▶ _TASK INSTRUCTIONS_: Set down the full listing exactly as given. Any pictures are to be left out.

▶ _Object point labels_:
⁂

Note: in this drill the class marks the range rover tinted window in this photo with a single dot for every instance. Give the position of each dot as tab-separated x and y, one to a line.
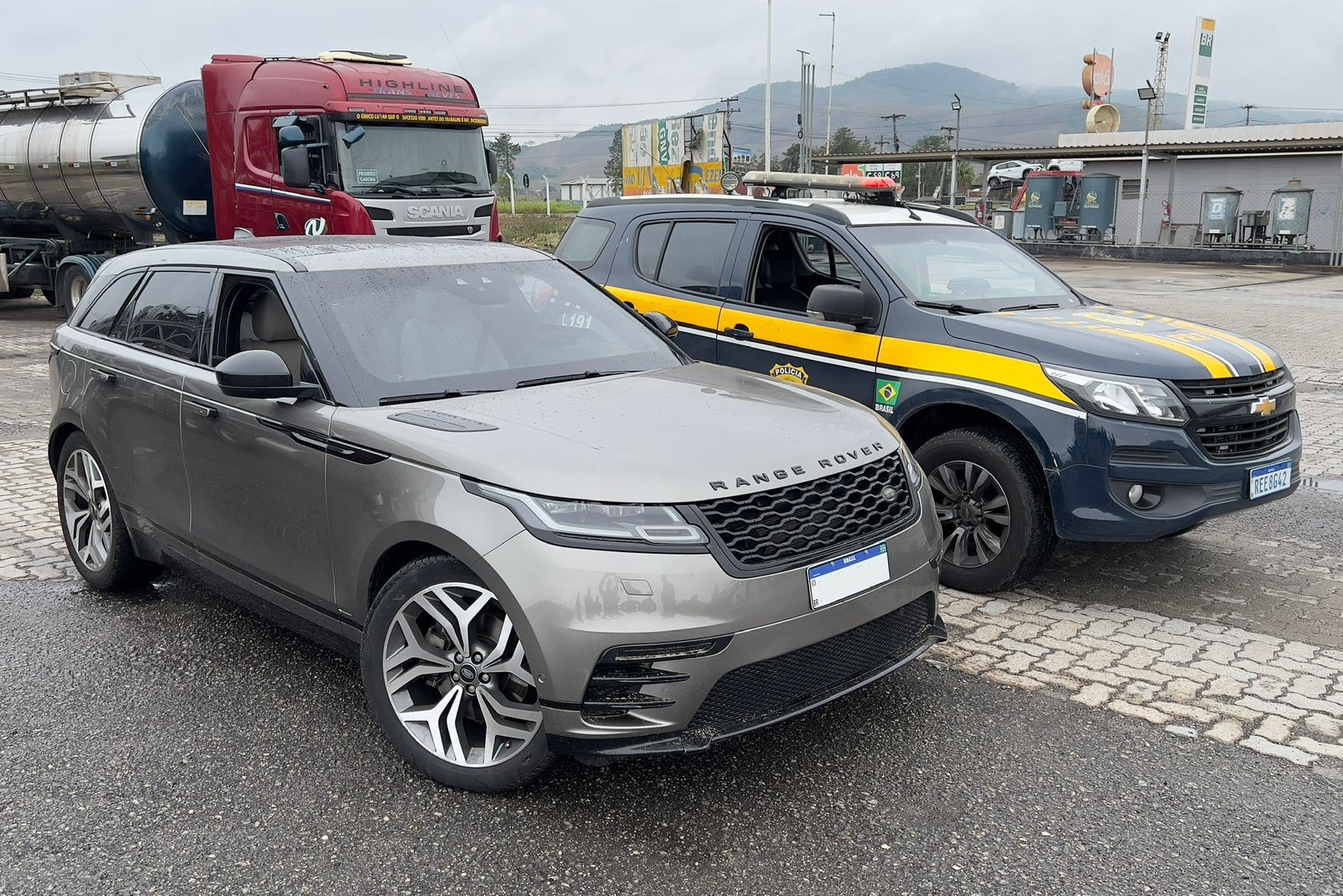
168	315
695	255
102	311
583	242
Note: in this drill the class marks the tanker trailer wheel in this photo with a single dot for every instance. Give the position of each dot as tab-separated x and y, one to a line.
71	284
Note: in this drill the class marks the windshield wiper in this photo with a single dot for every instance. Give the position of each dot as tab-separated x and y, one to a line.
951	306
431	396
567	378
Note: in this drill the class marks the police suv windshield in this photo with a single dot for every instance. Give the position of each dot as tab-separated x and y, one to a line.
964	268
416	333
407	160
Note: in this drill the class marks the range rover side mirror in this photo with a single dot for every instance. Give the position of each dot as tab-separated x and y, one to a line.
844	304
662	324
295	168
259	373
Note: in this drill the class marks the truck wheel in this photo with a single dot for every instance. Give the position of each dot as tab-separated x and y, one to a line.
71	284
447	680
993	508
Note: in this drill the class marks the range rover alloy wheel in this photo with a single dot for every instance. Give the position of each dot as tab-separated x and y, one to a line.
993	508
91	524
447	679
86	510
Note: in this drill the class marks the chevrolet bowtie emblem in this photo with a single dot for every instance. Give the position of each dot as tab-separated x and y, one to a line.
1264	407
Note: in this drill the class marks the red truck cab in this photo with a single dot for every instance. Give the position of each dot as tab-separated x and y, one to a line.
346	143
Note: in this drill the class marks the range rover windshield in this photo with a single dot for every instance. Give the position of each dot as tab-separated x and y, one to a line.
964	270
407	160
418	333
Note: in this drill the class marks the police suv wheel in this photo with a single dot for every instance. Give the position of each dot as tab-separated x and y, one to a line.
991	506
91	521
447	680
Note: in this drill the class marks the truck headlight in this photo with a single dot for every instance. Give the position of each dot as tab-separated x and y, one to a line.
648	524
1119	396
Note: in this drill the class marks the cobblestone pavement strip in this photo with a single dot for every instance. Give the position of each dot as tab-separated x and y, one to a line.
1248	649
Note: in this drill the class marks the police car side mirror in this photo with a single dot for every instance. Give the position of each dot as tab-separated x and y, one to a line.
662	324
843	304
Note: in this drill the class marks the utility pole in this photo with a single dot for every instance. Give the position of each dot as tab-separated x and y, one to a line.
830	98
955	148
727	129
895	129
1163	47
769	76
947	132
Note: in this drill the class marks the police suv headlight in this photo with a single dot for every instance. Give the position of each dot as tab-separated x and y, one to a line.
1121	396
582	519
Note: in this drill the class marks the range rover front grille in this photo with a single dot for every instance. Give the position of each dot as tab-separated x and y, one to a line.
763	691
1232	388
1244	439
813	519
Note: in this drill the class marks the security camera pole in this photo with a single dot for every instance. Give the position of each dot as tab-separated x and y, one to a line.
1147	94
955	149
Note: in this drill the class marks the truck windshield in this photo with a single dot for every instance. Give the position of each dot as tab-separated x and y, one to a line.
966	268
415	161
411	333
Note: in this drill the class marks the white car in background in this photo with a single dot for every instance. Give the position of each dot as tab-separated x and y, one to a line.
1009	172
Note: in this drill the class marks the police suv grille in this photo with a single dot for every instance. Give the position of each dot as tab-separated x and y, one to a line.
812	519
1246	439
1233	388
771	688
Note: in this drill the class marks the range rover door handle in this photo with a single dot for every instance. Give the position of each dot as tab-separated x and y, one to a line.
203	409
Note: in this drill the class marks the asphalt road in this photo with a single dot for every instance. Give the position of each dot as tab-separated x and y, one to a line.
174	742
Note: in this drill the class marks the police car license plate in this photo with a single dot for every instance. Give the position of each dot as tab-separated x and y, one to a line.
848	576
1266	481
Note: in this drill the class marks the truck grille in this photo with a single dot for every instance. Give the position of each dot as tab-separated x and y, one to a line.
769	690
1244	439
1232	388
812	519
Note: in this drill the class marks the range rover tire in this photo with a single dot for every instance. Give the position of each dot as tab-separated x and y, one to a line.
991	506
447	678
91	521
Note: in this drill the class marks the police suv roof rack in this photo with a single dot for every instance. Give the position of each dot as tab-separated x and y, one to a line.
881	190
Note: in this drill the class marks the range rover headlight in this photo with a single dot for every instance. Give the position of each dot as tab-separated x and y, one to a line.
1119	396
907	457
648	524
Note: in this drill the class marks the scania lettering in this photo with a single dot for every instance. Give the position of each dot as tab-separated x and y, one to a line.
342	143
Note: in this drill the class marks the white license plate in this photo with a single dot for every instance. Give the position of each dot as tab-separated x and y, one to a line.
848	576
1266	481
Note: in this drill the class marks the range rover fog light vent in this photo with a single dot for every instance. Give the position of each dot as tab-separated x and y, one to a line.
1145	497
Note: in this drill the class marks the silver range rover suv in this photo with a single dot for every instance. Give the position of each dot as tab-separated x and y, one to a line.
541	524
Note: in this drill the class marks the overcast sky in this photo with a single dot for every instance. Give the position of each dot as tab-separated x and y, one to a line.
546	69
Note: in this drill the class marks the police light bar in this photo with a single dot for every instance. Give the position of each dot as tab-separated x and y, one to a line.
843	183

⁂

▶ _COMPLETE OUTPUT_:
Note: in this drill the class marks the range rover tinted window in this photo with a single dot for every instance. Give the position of each dot as tab-separated x and y, one to a line.
168	315
695	255
102	311
583	242
Note: in this drill the class marks the tanker trailer wheel in this photo with a single dot for every instance. Give the position of each dot as tab-separated x and y, one to a line.
71	284
Note: in this drill the class marks the windshield wiper in this photo with a single dot for every instance. Give the position of each dot as tab-separated x and y, one to a line.
951	306
431	396
567	378
Note: in this drill the class marks the police suv windshield in this photo with a single dot for every instance. Give the position of each dot as tab-separated x and y, one to a line.
964	268
416	333
407	160
Note: in this drill the class marks the range rover side mirror in this photo with a single dot for every instance. Give the position of each dot as tab-separated x and y, one to a line.
844	304
662	324
295	168
259	373
Note: in this drill the class marks the truck wheel in this photo with a single dot for every instance. Give the position of each dot as tab-separated x and y, one to a line.
71	284
447	680
993	508
Note: in this drill the class marks the range rover alloy wheel in this photo with a single dot for every instance. Give the position of each dot as tab-separated x and y, one to a line.
993	508
91	524
447	679
86	510
Note: in this drill the class marks the chevrolet bowtie emblem in this photo with a single dot for every instance. Give the position of each dot as tab-separated x and y, one to a line.
1264	407
Note: in this drill the class marks the red truck cab in this photo with a single dot for every instance. Give the position of each dot as tab-separated x and y, one to a line.
346	143
Note: in this drill the class marks the range rover windshield in this photo with a single dot for every instance. Give the position of each dot as tab-separated x and y, one to a line.
964	270
407	160
418	333
Note: in this drill the class marks the police suv wheel in this photo with a single dot for every instance. Give the position of each dot as tab-separated x and y, one to a line.
991	506
91	521
447	680
Note: in this drill the class marks the truck headlight in this photo with a single dot for every instance. Give the position of each dot as tab-separated x and y, one to a line.
648	524
1119	396
Note: in this drill the class marks the cobblestone pavement strip in this photo with a single dot for every instance. Give the position of each dot as tab-separated x and y, one to a line.
1248	649
Note: in this drill the class marks the police car side mirror in this photo with a single dot for every instance. Give the position of each dot as tab-separated x and y, one to a line.
662	324
843	304
Note: in this drill the class marks the utility pole in this photo with a single dot for every instance. Give the position of each dot as tab-separated x and y, one to a line.
830	98
955	148
727	129
895	129
1163	47
769	76
947	132
Note: in this drill the class marks the police suv headlight in this photo with a single dot for every instance. Give the position of each dot as tab-separated x and y, one to a line.
1121	396
582	519
Note: in this drill the class marks the range rover front grille in this photo with a single dot for every instance. Give the position of each dot as tab-separated x and y, one to a line.
763	691
1232	388
1244	439
813	519
Note: in this drill the class marks the security camera pole in this photo with a single dot for every instance. Give the position of each dot as tab-separated x and y, one to a line.
1147	94
955	149
Note: in this drill the class marks the truck windshield in this photo with a single dot for every instance. Give the position of each dot as tab-separated x and y, one to a line.
966	268
415	161
411	333
Note: in this drill the class marks the white car in background in this photo with a single dot for every instance. Give the position of each dot as tab-separated x and y, one to a line.
1009	172
Note: in this drill the class marks the police suv grille in this photo with a single dot for every instance. Give the position of each dot as tab-separated x and y, one to a line.
812	519
1246	439
1233	388
771	688
Note: in this drill the class marks the range rover door handle in this photo with a single dot for every instance. Give the position of each dot as tab-separated x and y, one to a line.
203	409
Note: in this drill the class marks the asphalt road in this photo with a single dot for every instance. Give the position of each dot as tab-separated x and y, one to a line.
174	742
Note: in this drill the class marks the police car license plate in this photo with a single dot for every instance. Give the position of each dot as tab-separated x and y, one to a line.
848	576
1266	481
Note: in this drill the class marks the truck grille in this photo with a single dot for every instance. Give the position of each dot as tab-separated x and y, one to a line.
769	690
1244	439
1232	388
812	519
Note: in this drill the class marks the range rover tire in this photo with a single dot for every instance. Give the position of each dot as tab-separated x and y, one to a line.
991	506
447	678
91	521
Note: in this drill the class marks the police suv roof rack in this photo with a single dot for every instance. Give the position of each dot as tab-separated x and y, one to a line.
881	190
Note: in this drill the class marks the range rover headlight in this photo with a single dot for every instance. Give the position of each dot as tab-separated x and y, one to a line.
1119	396
907	457
648	524
Note: in this drill the class marks the scania lettering in this photo with a single dot for every instance. Give the position of each dot as tab-separated x and y, one to a line.
342	143
Note: in this drill the class marks the white license plate in this photo with a single dot for every instance. Give the position of each dot as tab-separated x and y, one to a line.
848	576
1266	481
Note: in this drill the class marks the range rover fog light vent in this photo with a single dot for every instance. Give the position of each dot as tab-separated x and y, one to a line.
1145	497
Note: in this drill the class marks the silver range rover suv in this photo with a single dot for every instance. Give the position of each dot as tab-separated x and y, one to a line.
541	524
Note: in this drill the class marks the overcast sky in this photo with a single dot for every instance. Give the position of each dot as tab-separated x and y, one to a line.
546	69
Note: in this drill the class marks the police light bar in this photo with a single dot for every instance. Give the position of each dot as tab-separated x and y, one to a line.
843	183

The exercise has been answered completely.